- **What you need to do**: Output the number of lines in the entries below with the string "chrome" in them, and nothing further.
:::
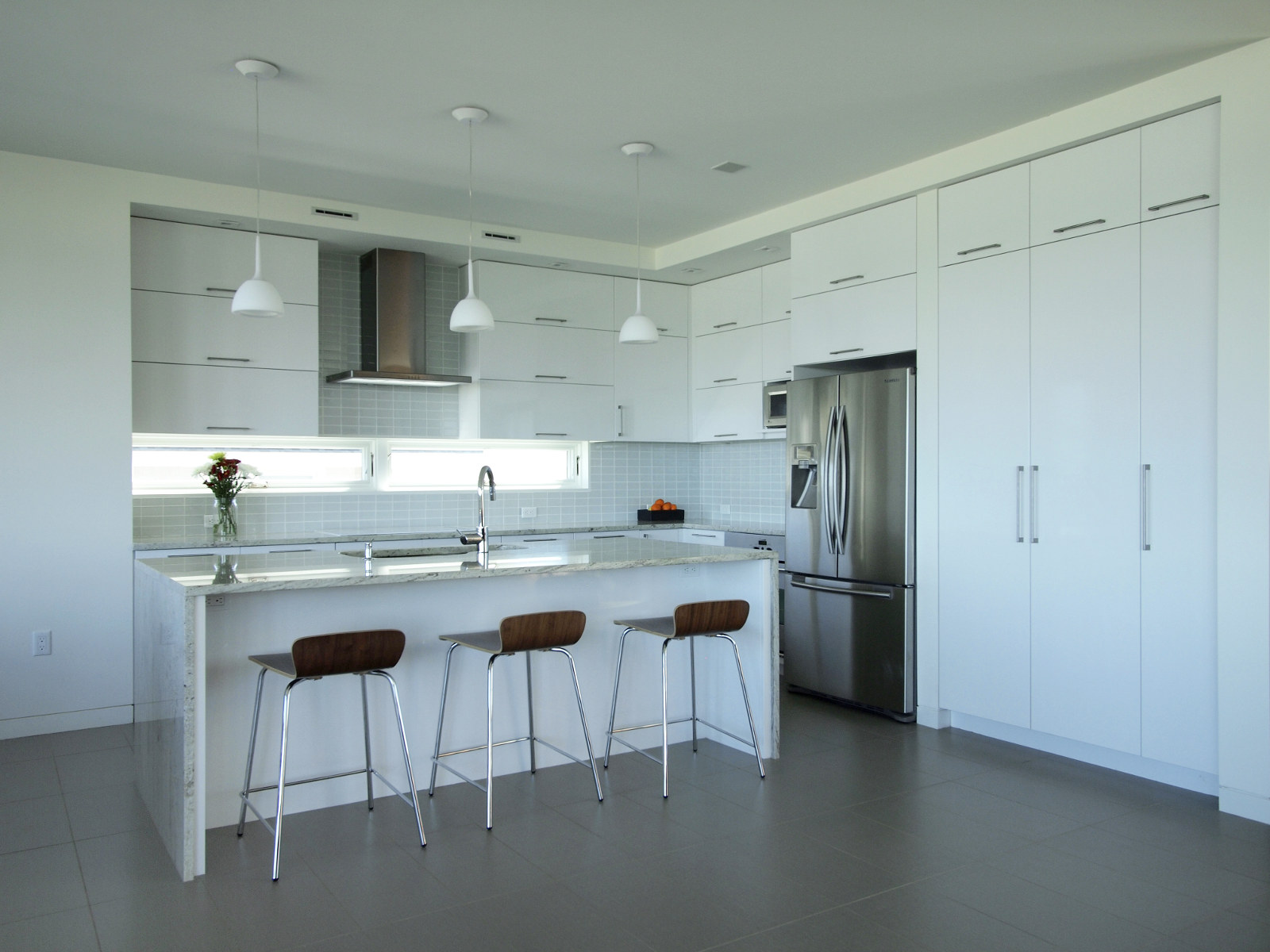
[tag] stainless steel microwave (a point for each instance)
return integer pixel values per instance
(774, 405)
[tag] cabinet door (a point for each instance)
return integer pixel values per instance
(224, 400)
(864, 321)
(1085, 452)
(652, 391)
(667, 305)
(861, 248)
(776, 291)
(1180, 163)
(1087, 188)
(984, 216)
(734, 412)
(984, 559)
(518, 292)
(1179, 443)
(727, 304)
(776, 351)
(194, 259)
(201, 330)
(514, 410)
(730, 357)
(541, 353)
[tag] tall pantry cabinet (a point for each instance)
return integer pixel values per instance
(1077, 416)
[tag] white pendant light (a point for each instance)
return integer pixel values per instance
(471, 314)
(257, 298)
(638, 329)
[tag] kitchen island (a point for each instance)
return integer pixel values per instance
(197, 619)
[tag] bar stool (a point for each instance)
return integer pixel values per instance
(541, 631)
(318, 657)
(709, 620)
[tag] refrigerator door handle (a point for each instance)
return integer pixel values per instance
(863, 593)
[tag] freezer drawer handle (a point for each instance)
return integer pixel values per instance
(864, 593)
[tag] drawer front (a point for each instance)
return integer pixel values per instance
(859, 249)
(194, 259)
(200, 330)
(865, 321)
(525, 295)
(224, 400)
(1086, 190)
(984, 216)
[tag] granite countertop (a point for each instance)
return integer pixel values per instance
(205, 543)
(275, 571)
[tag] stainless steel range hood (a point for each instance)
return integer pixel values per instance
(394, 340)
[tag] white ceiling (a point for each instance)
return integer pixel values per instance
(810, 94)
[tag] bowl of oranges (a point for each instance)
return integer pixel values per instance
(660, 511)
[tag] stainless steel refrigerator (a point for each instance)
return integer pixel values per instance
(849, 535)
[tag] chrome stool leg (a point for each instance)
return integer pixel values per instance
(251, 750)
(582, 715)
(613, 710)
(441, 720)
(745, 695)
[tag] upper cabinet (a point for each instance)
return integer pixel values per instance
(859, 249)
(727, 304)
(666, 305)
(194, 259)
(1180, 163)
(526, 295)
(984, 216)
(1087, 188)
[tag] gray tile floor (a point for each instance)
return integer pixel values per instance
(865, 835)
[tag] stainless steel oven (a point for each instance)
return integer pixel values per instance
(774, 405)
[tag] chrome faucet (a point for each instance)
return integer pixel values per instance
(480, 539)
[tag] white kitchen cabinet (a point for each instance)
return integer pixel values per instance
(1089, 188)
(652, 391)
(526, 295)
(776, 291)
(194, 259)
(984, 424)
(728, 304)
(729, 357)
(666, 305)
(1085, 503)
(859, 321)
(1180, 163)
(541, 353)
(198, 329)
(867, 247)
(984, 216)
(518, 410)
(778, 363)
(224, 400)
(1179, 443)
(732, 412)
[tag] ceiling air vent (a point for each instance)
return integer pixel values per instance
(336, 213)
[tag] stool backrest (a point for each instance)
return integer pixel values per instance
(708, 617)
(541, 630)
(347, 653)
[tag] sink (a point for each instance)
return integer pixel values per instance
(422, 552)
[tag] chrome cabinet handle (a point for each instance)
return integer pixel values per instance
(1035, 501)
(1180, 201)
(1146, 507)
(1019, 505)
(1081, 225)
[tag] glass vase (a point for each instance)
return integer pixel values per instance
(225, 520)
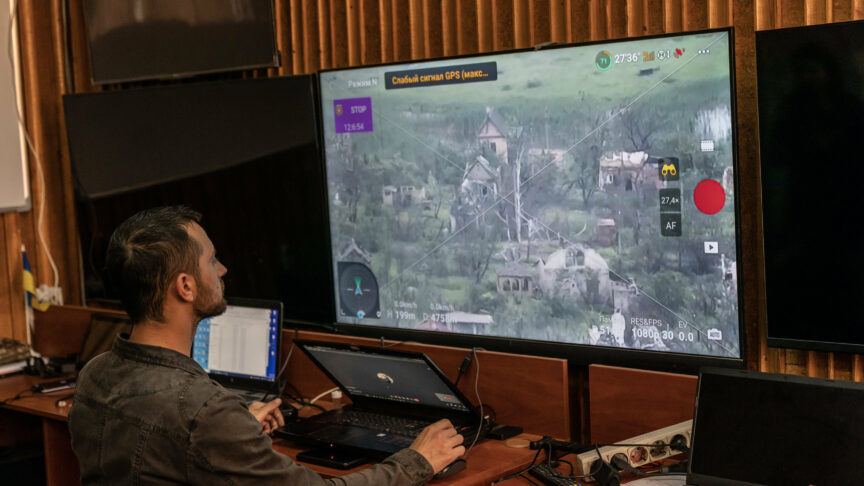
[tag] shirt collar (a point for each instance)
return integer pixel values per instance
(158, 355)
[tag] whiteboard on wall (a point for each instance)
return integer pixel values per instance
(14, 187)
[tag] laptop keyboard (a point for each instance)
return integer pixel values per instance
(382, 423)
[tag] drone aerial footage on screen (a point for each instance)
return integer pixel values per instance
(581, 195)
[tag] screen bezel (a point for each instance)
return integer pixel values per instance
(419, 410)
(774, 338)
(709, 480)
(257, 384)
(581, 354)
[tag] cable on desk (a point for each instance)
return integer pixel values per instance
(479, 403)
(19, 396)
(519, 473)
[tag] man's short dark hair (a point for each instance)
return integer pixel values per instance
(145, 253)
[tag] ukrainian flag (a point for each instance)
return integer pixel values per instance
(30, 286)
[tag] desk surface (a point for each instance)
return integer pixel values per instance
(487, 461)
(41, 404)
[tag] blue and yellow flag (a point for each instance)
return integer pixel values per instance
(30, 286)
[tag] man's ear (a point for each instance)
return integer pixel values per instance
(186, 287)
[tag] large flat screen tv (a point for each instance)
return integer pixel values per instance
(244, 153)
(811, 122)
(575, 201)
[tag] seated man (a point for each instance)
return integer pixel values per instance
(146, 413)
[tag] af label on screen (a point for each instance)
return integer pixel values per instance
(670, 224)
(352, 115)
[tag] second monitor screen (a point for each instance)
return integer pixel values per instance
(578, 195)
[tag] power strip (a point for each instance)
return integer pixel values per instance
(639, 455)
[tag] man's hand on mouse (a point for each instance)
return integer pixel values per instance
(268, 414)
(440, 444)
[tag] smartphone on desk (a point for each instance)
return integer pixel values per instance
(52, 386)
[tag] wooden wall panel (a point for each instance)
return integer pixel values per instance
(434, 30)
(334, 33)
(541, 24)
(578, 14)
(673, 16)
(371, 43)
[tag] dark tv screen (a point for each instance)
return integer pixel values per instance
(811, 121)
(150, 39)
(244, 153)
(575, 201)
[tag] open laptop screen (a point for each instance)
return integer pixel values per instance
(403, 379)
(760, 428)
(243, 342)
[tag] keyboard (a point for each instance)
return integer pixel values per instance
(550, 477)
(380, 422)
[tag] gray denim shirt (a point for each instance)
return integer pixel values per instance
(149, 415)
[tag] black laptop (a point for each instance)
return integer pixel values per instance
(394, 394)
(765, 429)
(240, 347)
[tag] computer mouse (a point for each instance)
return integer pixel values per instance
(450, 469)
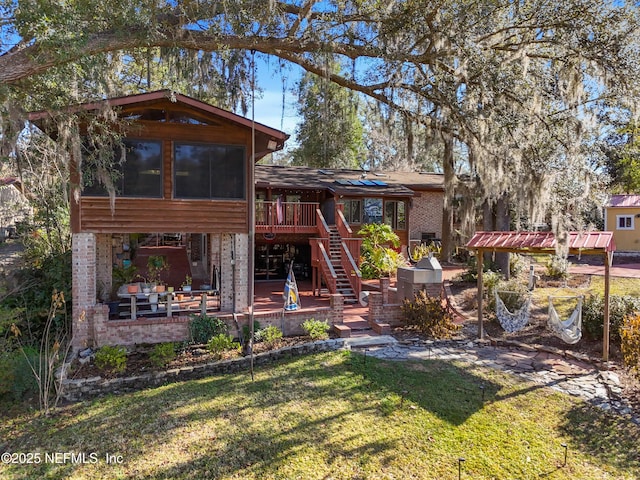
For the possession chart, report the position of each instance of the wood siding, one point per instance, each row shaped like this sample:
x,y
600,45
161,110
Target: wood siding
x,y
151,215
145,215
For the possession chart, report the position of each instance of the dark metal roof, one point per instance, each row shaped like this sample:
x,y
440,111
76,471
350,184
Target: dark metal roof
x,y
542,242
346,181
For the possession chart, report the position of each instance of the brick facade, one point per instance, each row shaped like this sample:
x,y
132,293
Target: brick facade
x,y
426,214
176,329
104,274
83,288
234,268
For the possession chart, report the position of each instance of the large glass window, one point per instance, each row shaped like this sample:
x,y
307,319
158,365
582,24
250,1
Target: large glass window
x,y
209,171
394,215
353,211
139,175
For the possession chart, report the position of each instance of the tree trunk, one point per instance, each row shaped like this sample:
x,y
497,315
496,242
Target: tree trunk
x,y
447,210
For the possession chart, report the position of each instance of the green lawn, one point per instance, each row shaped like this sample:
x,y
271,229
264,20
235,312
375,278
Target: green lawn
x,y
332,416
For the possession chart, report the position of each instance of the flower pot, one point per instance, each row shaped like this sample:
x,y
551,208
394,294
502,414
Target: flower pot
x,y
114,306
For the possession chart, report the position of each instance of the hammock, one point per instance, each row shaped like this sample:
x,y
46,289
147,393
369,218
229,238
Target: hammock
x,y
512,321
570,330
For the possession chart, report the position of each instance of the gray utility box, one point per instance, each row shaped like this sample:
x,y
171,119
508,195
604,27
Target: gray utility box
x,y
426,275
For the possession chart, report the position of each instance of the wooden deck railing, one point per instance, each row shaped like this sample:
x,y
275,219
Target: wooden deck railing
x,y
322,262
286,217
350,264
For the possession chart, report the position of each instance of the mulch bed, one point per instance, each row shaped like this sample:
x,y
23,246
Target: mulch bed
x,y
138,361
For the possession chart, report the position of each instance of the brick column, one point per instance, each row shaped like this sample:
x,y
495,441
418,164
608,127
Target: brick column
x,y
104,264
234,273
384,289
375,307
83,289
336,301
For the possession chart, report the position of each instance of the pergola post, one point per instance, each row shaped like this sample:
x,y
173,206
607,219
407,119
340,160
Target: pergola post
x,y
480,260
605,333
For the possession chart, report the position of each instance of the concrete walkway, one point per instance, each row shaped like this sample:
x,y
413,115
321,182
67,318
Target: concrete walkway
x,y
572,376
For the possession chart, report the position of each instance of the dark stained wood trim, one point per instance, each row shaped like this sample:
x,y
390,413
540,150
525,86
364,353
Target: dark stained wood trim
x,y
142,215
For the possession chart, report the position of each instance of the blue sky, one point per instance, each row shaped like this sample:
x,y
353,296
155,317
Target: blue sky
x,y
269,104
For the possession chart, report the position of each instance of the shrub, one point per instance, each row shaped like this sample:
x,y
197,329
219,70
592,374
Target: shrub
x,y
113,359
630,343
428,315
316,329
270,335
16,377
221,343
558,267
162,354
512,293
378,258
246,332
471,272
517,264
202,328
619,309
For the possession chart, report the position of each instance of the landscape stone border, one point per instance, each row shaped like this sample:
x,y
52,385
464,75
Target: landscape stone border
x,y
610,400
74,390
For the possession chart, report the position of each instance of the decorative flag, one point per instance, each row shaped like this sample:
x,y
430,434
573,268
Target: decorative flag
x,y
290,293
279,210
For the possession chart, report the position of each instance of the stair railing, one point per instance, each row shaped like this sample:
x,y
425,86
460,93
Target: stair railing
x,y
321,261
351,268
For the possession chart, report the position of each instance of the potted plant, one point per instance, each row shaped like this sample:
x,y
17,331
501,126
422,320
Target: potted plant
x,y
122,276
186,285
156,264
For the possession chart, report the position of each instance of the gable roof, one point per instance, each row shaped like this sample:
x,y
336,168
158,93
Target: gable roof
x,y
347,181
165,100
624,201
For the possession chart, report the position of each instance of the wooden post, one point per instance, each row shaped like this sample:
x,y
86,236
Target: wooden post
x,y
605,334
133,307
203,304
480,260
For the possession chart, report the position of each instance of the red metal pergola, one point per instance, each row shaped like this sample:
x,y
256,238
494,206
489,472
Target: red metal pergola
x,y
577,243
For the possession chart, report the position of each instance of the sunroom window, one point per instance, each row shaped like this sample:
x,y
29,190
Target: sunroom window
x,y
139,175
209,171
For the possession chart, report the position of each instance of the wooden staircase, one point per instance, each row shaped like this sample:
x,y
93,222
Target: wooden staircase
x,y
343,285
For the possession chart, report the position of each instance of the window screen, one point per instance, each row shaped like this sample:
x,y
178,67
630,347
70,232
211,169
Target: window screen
:::
- **Answer space**: 3